→ Excerpted passage:
■ ■ ■ ■ ■
Soldiers from a Fort Carson brigade who spent their second straight Christmas in Iraq did their best to decorate their Baghdad home for the holiday.

Trees and tinsel sent from families back home sprouted up all over Forward Operating Base War Eagle near Baghdad's Sadr City slum, where much of the 3rd Brigade Combat Team is grinding out its final weeks at war. Lights decorated barrack rooms and cooks prepared a feast of ham, turkey and Alaskan crab to take minds off of the world outside the secured compound.

"We even had chilled eggnog," said Capt. Aaron Swartz, a chaplain who helped oversee Christmas religious rites for hundreds of soldiers who packed his newly opened chapel for a candlelight service.

The 3,800-soldier brigade went to war in 2007 at the tail end of the troop surge that quelled Baghdad violence. Its soldiers have faced tough battles in lawless Mosul and Sadr City, the scene of a monthlong bloody uprising last spring when Shiite radicals confronted the Iraqi government.

Iraq has calmed considerably since the brigade arrived, with insurgent attacks growing more sporadic as government troops begin to assert more control over the country.

That doesn't make Christmas a less lonely time for troops living half a world away from loved ones, though.

But families helped bridge the vast separation, Swartz said.

"So many families have sent trees and lights," he said in a telephone interview from Baghdad. "We have had huge support from home."

The brigade also worked to take soldiers' minds off the separation.

Events including a 5K race and a volleyball tournament worked to give troops downtime from their insurgent-fighting duties.

"It's kind of relaxing," said Maj. Mike Humphreys, the brigade's spokesman.

The troops are in the middle of a vast change in how Americans and Iraqis work to secure the country.

A diplomatic agreement reached this fall forbids Americans from unilateral offensive operations in Iraq.

While Americans retain the right of self-defense, all other operations have to be conducted with Iraqis.

And in a major shift from how operations were conducted since the 2003 invasion, military units can no longer sweep into neighborhoods and snatch up suspected insurgents at will.

Humphreys said the brigade has been working with Iraqi authorities this month to attain arrest and search warrants now required for American operations under the agreement.

Meanwhile, attacks in Baghdad have continued to dwindle, reaching their lowest level since 2003.

Next month the brigade will begin handing control of its areas to other U.S. Army units as it packs up for the trip home.

Leaders acknowledge that the 15-month deployment has been tough on soldiers and their families.

But Thursday offered a one-day break.

"I think everybody is in a good mood," Humphreys said.
■ ■ ■ ■ ■
→ Dataset content:
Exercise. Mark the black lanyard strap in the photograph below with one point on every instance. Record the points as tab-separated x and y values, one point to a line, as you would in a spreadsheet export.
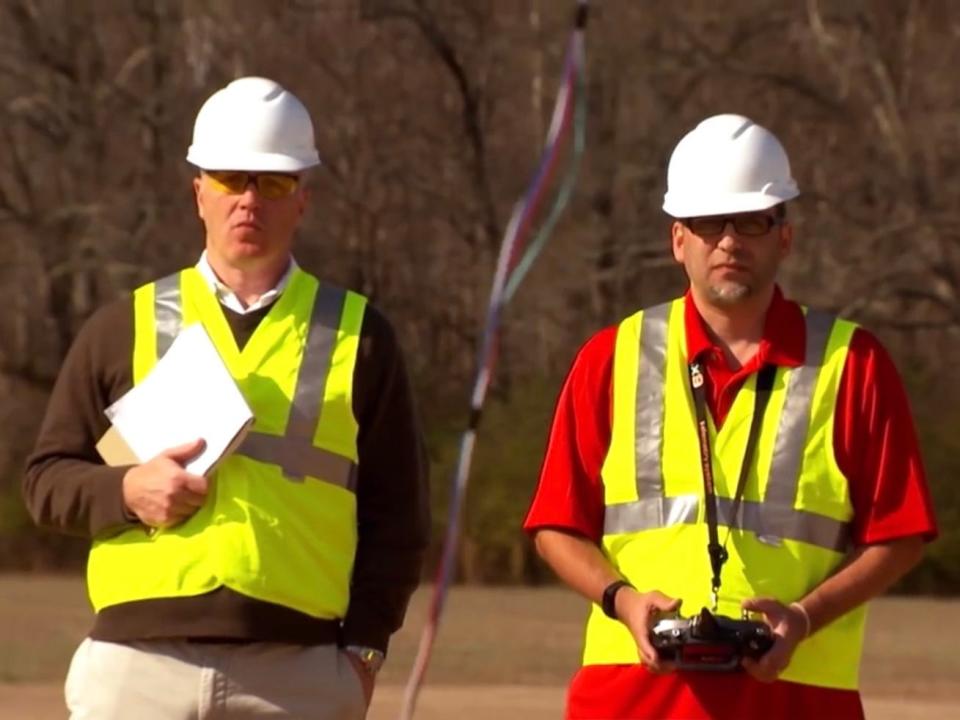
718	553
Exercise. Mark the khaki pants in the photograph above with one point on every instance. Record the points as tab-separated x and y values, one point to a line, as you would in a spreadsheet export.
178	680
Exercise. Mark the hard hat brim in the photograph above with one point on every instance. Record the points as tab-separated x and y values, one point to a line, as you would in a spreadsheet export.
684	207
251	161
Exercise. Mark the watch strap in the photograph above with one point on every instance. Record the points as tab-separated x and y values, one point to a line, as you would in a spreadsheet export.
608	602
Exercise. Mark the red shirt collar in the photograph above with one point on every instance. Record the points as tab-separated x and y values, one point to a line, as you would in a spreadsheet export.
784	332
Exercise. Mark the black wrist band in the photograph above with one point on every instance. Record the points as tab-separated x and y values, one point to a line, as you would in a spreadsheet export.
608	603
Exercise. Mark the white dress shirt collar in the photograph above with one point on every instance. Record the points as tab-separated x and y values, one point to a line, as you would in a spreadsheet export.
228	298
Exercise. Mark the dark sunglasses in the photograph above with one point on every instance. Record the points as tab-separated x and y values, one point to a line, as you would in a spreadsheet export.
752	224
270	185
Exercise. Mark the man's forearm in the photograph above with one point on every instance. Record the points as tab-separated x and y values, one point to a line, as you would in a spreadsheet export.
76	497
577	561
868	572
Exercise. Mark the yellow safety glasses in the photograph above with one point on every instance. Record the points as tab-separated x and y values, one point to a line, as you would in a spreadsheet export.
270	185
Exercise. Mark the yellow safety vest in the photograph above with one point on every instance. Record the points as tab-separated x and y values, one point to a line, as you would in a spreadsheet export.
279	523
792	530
■ ■ ■ ■ ■
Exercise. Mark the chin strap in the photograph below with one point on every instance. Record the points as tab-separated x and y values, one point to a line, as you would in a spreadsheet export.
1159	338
■ ■ ■ ■ ■
→ Tasks:
A. Answer these questions about the Baghdad Christmas article, each on its own line:
(i) What did cooks prepare for the holiday feast?
(ii) How many soldiers are in the brigade?
(iii) What will the brigade begin doing next month?
B. Does each statement agree with the Baghdad Christmas article? Answer yes or no, and quote the deciding words.
(i) The brigade went to war in 2008.
(ii) Under the diplomatic agreement, Americans keep the right of self-defense.
(iii) Attacks in Baghdad have been increasing.
C. Reproduce a passage from the Baghdad Christmas article word for word. Start at the words "Meanwhile, attacks in" and stop after "a one-day break.".

→ Outputs:
A.
(i) Ham, turkey and Alaskan crab.
(ii) 3,800.
(iii) Handing control of its areas to other U.S. Army units.

B.
(i) No: "The 3,800-soldier brigade went to war in 2007"
(ii) Yes: "Americans retain the right of self-defense"
(iii) No: "attacks in Baghdad have continued to dwindle, reaching their lowest level since 2003"

C.
Meanwhile, attacks in Baghdad have continued to dwindle, reaching their lowest level since 2003.

Next month the brigade will begin handing control of its areas to other U.S. Army units as it packs up for the trip home.

Leaders acknowledge that the 15-month deployment has been tough on soldiers and their families.

But Thursday offered a one-day break.